**Instructions to follow:** Pull every line containing "window" from the data.

**Recorded information:**
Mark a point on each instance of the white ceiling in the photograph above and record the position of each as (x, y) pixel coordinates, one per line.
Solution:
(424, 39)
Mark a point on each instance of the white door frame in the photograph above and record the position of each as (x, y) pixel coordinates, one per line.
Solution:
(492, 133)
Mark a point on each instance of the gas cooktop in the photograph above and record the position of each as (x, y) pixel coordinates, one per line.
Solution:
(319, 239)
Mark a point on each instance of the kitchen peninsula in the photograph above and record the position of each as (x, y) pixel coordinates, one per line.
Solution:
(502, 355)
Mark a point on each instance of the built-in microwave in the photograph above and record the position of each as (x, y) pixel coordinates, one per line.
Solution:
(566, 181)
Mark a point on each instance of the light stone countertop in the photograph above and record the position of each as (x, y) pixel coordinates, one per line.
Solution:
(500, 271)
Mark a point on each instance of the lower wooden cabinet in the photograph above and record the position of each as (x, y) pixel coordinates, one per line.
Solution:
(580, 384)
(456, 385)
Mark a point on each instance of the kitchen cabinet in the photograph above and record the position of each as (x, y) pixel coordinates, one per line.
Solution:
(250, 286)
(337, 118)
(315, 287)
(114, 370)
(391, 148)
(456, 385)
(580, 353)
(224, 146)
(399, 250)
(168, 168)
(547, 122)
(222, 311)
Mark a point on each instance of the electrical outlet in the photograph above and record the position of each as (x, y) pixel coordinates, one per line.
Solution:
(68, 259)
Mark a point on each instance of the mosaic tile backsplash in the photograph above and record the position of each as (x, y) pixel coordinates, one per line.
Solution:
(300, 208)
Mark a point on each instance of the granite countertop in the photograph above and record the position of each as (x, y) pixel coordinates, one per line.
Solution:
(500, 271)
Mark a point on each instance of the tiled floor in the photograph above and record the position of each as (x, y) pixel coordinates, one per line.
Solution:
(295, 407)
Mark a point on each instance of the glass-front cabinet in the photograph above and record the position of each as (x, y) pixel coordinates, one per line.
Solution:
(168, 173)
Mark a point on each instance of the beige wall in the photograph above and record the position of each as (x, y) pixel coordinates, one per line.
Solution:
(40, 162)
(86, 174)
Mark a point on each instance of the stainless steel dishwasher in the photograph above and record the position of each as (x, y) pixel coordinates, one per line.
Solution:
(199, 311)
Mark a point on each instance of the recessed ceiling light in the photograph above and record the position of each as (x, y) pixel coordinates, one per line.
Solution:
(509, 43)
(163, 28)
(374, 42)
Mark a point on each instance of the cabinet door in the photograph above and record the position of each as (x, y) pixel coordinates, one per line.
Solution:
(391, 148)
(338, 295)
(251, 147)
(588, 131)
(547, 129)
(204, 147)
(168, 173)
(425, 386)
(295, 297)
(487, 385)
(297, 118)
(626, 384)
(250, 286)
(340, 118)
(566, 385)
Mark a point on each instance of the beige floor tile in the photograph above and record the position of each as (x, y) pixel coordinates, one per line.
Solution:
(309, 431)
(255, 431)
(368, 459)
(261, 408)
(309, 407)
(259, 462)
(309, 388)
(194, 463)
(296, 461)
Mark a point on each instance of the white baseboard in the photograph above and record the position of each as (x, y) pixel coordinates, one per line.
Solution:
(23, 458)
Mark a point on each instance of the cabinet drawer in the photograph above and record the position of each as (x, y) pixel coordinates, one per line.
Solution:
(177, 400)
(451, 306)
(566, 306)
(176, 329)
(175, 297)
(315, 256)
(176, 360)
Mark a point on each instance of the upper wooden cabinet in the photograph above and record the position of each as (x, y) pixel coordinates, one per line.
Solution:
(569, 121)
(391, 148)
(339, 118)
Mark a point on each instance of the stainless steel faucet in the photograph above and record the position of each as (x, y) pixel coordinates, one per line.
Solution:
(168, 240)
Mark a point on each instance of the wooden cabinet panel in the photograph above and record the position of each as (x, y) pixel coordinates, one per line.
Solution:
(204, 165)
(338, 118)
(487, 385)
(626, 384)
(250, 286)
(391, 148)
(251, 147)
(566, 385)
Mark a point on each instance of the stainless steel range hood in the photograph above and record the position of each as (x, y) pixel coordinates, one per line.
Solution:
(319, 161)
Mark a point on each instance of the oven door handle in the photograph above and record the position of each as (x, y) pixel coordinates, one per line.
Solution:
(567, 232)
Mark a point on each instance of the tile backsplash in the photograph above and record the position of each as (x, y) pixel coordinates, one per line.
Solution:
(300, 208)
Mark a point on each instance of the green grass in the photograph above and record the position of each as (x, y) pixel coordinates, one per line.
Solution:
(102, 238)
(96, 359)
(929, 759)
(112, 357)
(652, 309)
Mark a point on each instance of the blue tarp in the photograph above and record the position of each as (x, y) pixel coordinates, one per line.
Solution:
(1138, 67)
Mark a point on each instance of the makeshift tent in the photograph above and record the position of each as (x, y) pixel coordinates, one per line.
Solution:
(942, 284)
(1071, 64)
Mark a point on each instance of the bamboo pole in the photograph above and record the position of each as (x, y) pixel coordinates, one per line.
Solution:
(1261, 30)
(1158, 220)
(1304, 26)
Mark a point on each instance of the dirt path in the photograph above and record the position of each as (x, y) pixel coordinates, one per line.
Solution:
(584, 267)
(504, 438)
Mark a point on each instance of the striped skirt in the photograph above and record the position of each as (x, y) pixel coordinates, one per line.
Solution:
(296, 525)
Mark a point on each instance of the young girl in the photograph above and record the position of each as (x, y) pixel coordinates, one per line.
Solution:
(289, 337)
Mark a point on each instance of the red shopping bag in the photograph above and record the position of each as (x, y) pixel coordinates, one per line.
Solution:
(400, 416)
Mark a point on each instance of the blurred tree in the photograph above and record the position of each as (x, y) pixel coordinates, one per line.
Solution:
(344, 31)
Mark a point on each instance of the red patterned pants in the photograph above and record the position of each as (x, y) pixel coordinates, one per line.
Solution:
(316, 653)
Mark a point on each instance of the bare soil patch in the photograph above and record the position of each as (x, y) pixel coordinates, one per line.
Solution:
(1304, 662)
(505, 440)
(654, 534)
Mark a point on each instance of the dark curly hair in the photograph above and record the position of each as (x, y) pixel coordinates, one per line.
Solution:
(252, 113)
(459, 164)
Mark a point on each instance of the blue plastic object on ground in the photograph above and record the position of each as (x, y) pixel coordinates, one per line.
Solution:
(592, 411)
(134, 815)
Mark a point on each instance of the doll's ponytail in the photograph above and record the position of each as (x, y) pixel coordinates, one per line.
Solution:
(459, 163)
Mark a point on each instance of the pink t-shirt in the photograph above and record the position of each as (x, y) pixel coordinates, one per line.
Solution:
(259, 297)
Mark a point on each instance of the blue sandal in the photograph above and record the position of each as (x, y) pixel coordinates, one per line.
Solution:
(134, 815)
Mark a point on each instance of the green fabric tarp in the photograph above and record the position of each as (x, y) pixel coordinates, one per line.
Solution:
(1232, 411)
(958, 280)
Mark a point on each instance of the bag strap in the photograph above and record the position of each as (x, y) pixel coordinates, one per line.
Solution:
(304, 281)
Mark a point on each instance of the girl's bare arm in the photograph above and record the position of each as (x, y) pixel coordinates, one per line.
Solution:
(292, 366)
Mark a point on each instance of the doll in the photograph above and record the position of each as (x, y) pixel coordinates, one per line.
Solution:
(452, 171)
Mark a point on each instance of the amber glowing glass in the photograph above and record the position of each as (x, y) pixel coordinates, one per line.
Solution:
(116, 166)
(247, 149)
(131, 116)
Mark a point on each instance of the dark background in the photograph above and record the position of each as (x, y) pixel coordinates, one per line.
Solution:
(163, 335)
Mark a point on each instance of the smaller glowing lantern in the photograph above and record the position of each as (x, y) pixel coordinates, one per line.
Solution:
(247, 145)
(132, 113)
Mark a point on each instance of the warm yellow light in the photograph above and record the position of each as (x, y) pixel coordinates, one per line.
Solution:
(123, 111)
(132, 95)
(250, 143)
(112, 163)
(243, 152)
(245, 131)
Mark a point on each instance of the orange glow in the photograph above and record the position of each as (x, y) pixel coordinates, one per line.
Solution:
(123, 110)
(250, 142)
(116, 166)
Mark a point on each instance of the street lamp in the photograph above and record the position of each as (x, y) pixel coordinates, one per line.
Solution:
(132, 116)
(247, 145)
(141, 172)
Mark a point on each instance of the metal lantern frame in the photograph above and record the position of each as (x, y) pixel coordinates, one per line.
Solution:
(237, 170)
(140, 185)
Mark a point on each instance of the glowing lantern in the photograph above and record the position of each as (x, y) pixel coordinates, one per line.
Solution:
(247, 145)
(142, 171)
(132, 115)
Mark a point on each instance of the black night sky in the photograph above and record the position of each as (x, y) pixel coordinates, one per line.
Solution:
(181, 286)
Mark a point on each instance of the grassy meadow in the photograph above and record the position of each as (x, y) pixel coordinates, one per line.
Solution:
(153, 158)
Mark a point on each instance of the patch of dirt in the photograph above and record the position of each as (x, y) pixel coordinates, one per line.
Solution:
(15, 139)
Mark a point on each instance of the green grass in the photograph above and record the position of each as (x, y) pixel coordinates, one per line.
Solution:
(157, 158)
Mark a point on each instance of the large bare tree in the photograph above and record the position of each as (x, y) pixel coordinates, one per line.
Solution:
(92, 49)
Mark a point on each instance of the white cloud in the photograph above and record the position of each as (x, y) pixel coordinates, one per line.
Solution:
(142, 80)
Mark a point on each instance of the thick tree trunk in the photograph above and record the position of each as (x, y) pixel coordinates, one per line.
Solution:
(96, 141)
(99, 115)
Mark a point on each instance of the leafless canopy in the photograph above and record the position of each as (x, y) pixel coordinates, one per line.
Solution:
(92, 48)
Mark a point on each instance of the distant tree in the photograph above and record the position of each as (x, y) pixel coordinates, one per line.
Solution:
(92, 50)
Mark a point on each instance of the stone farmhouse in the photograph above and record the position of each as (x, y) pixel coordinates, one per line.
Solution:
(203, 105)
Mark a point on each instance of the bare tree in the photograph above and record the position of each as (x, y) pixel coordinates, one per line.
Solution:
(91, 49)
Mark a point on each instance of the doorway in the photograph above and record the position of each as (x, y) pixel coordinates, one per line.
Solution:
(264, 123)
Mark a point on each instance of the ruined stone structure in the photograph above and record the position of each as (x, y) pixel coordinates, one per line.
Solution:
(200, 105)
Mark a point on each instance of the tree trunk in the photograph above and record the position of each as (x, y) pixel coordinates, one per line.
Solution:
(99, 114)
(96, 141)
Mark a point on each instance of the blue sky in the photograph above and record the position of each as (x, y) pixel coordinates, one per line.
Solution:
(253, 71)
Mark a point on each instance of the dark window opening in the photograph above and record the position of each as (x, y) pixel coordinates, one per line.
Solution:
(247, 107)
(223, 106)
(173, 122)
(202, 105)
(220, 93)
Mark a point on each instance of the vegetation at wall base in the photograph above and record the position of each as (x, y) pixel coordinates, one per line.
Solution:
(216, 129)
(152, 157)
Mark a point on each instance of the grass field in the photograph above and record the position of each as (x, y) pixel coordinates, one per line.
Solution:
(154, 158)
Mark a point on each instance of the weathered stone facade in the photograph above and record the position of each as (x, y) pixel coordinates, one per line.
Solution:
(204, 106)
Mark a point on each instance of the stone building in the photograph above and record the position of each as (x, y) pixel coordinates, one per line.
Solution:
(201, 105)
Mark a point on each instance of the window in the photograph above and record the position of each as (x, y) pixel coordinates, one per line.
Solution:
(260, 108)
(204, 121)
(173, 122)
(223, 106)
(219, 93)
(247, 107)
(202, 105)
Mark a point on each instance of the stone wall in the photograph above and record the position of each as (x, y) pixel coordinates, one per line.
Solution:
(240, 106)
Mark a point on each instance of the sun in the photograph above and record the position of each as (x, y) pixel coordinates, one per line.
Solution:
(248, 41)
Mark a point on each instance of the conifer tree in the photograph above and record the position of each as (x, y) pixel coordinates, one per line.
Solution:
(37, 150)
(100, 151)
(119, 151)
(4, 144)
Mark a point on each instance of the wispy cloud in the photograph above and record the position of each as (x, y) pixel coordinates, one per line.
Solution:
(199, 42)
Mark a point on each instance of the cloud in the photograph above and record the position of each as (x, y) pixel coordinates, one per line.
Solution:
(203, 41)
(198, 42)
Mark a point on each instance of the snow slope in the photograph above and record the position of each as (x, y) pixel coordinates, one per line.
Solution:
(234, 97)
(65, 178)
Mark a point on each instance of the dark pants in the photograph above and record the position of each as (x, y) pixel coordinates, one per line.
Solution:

**Response below:**
Mark a point on each instance of the dark window opening in the photograph above and record the position of each as (x, y) pixel coordinates, one per line.
Mark a point on each instance of the window in the photograph above and record the position of each as (x, y) pixel coordinates, one per line.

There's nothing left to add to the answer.